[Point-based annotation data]
┏━━
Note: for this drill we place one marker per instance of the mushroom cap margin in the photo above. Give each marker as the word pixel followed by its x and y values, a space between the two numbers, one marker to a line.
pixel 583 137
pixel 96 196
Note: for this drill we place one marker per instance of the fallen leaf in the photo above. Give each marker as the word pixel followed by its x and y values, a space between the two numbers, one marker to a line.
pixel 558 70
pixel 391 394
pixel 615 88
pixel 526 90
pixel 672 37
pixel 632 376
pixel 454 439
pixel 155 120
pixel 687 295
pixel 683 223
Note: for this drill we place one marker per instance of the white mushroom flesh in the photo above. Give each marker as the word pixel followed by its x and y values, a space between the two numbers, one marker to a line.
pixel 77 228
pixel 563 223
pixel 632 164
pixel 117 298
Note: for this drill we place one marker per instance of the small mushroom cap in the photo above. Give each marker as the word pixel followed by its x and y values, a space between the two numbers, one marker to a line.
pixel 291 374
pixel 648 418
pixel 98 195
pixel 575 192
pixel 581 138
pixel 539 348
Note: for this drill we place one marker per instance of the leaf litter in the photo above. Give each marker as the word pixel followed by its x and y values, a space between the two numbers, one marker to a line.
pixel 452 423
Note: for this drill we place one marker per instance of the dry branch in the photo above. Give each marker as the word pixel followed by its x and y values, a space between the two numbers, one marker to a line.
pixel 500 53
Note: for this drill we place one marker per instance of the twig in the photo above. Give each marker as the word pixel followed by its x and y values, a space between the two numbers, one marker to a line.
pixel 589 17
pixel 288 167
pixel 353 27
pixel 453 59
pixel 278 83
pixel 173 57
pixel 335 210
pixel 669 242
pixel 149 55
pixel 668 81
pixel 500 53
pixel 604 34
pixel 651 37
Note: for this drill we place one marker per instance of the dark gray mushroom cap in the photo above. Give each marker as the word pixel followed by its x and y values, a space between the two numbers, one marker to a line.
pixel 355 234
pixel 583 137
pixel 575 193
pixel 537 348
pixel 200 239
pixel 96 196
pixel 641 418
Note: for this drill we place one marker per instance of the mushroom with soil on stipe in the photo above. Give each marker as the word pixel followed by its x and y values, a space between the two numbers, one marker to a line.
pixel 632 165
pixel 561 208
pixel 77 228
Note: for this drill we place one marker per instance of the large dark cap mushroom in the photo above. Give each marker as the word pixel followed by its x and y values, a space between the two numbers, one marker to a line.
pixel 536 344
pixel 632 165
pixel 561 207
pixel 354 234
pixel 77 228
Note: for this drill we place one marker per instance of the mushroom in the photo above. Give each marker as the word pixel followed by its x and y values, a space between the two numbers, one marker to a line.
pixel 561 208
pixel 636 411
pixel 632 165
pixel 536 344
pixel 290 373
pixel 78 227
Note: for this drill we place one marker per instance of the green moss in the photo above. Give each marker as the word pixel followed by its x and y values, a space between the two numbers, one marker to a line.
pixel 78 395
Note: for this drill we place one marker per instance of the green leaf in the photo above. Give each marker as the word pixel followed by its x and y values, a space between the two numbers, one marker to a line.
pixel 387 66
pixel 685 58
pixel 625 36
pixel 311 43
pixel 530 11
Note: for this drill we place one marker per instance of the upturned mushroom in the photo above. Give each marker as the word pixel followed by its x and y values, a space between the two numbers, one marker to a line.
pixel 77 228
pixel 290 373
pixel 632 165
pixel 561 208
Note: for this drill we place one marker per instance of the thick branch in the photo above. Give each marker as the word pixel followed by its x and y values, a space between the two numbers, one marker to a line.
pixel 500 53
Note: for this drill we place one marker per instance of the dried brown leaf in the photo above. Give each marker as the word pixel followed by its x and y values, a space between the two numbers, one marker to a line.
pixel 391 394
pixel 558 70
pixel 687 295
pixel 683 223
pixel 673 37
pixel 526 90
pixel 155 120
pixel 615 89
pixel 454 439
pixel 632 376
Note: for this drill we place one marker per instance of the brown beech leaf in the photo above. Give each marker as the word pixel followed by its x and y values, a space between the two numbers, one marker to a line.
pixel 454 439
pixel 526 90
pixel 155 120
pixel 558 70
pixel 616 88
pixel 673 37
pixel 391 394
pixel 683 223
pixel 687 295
┗━━
__INSTRUCTION__: Copy every line of the records above without changing anything.

__THE REPLY__:
Note: for this drill we place one marker per instance of the mushroom cap margin in the photo above. Give each marker as the word pixel followed by its x and y values, a space between the two numbers, one marker to a line.
pixel 583 137
pixel 96 196
Note: for this drill we place one marker per instance of the fallen leaf in the photo above. Give each marker as the word pixel followed by its x and y values, a space between the two numbers, one marker to a line.
pixel 558 70
pixel 391 394
pixel 615 88
pixel 526 90
pixel 672 37
pixel 632 376
pixel 454 439
pixel 155 120
pixel 687 295
pixel 683 223
Note: for this drill we place one marker per instance of the white mushroom flesh in the photo above. Give each marker as the word pixel followed by its x and y values, a space between the two numbers, one marker to a line.
pixel 77 228
pixel 563 223
pixel 632 164
pixel 117 298
Note: for this drill we place one marker per instance of the small mushroom cap in the photo above. Give each marker as the word pixel followed by its x and y values, a space between the two numbers, one marker to a line.
pixel 291 374
pixel 648 418
pixel 98 195
pixel 575 192
pixel 581 138
pixel 539 348
Note: for this drill we place one marker per instance of the leaf litter in the photo above. Give each marker as the word pixel followed by its x and y values, a space between the two numbers, one marker to a line.
pixel 452 423
Note: for this drill we place one marker per instance of the dry branch in the photo above. Give each marker as the word pixel followed by its x and y values, a space between the two numbers, one marker to a line.
pixel 500 53
Note: for this drill we place one marker per instance of the twig in the photo above. Give each marker as the word pixel followed by its x and y values, a space between the two numbers, one marker to a line.
pixel 589 17
pixel 288 167
pixel 353 27
pixel 453 59
pixel 278 83
pixel 173 57
pixel 335 210
pixel 669 242
pixel 149 55
pixel 668 81
pixel 500 53
pixel 604 34
pixel 651 37
Note: for this drill we place one marker per instance of the dark gray mushroom cap in the photo above. Give each marker as the word pixel followed by its x and y values, a space between the two numbers, one marker to a line.
pixel 355 234
pixel 583 137
pixel 575 193
pixel 537 348
pixel 200 239
pixel 96 196
pixel 641 418
Note: for this drill we place one marker per instance of the mushroom with soil on stipe in the photo above. Give each marker as the word pixel followed by its x and y values, a space between the two numbers, one marker to a line.
pixel 632 165
pixel 561 208
pixel 77 228
Note: for this drill we place one marker per instance of the large dark cap mushroom in the photo above. Give each marker as the word pixel followed by its x and y values, a space between the two numbers, one marker to a line.
pixel 536 344
pixel 632 165
pixel 561 207
pixel 354 234
pixel 77 228
Note: for this drill we place one marker per instance of the mushroom in the photo above. Give each marker as the word pixel followed by its x and y values, a space between the two numbers, one marker to a line.
pixel 561 208
pixel 636 411
pixel 632 165
pixel 536 344
pixel 290 373
pixel 78 227
Note: for this drill we place one marker per instance of the green moss in the photo above. Give each marker as the word pixel followed by its x and y values, a space between the two numbers, one marker to a line.
pixel 78 395
Note: for this drill we place one marker per instance of the green leaf in the photo above. Give each marker as the word pixel followed by its x and y values, a space between the two numbers, one marker to a line.
pixel 387 66
pixel 685 58
pixel 625 36
pixel 311 43
pixel 530 11
Note: for this drill we place one marker per instance of the upturned mushroom in the photo above. Give each marker as the word pixel followed by its x and y values, a space between the two numbers, one marker to a line.
pixel 77 228
pixel 290 373
pixel 632 165
pixel 561 208
Note: for this drill we place one marker per instance of the thick branch in the photo above. Give each marker as the word pixel followed by its x and y values, a space between the two numbers, one marker to a line.
pixel 500 53
Note: for this drill we place one marker per instance of the dried brown leaf in the photo above. Give each marker as the word pixel followed by its x and y values, a space between the two numbers, one marker to a line.
pixel 391 394
pixel 558 70
pixel 687 295
pixel 683 223
pixel 673 37
pixel 526 90
pixel 155 120
pixel 615 89
pixel 454 439
pixel 632 376
Note: for this drill we place one marker per instance of the brown beech leaf in the photo above. Give each marker as the word pixel followed by its x and y values, a space between the two numbers, one marker to a line.
pixel 454 439
pixel 526 90
pixel 155 120
pixel 558 70
pixel 616 88
pixel 673 37
pixel 391 394
pixel 683 223
pixel 687 295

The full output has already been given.